* _Exercise_
Print this span of the material below exactly: the line with "Shelf-set audit: indicate the blurred", the line with "Shelf-set audit: indicate the brown", and every line between them, but nothing else.

* _Records_
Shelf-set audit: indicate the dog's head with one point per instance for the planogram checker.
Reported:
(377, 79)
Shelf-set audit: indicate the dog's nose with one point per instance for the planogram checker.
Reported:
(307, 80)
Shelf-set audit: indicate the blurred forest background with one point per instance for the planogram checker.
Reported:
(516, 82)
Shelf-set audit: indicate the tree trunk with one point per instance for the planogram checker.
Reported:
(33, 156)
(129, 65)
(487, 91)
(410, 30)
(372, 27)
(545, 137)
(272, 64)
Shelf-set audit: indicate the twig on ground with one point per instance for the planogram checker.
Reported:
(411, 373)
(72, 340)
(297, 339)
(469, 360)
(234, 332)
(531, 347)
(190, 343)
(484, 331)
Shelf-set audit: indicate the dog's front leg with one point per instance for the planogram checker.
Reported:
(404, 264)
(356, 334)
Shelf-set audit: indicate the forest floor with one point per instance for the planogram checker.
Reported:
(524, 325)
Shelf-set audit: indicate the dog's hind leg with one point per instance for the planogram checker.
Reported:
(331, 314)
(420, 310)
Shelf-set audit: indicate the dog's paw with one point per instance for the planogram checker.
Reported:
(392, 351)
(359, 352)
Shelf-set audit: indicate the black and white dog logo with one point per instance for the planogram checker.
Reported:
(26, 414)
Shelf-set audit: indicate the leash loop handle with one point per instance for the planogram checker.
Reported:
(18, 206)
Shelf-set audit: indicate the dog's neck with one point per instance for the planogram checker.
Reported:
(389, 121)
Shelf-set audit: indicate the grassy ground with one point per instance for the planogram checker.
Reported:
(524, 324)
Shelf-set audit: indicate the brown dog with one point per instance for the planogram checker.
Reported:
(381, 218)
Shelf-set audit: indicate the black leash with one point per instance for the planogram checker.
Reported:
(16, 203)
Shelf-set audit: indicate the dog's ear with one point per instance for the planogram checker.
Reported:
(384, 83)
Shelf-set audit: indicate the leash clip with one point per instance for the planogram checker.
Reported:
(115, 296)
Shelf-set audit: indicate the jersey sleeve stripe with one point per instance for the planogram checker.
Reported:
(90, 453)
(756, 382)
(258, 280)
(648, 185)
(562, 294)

* _Result of the task_
Shelf-set audit: indicate the blurred forest background with one point per instance for the planogram checker.
Reported:
(516, 82)
Shelf-set audit: indicate the tree trunk with one point per instance for the planogram checker.
Reported:
(33, 156)
(129, 65)
(487, 91)
(410, 30)
(372, 27)
(545, 137)
(272, 64)
Shelf-set audit: indicate the twig on ground with one point per instance for the planogram checker.
Reported:
(411, 373)
(72, 340)
(297, 339)
(469, 360)
(234, 332)
(531, 347)
(190, 343)
(484, 331)
Shelf-set audit: indicate the dog's front leg with one point per instance for the planogram checker.
Reported:
(404, 264)
(356, 334)
Shelf-set audit: indicate the forest floor with one point per instance for the planogram checker.
Reported:
(524, 325)
Shelf-set audit: indicate the dog's hind leg with one point per instance for the planogram checker.
Reported:
(331, 314)
(420, 310)
Shelf-set audit: indicate the dog's paw with one point per instance for the planogram checker.
Reported:
(392, 351)
(359, 352)
Shelf-set audit: indicate the black and white dog logo with one point per instance for the planogram checker.
Reported:
(26, 414)
Shelf-set audit: indicate the leash loop handle with one point per instance for the planogram checker.
Reported:
(18, 206)
Shelf-set audit: indicate the dog's neck with one point per instance for the planogram checker.
Reported:
(389, 121)
Shelf-set audit: indicate the grassy ground with one point per instance for the planogram checker.
Reported:
(524, 324)
Shelf-set audit: indicate the brown dog with one point per instance for the planogram checker.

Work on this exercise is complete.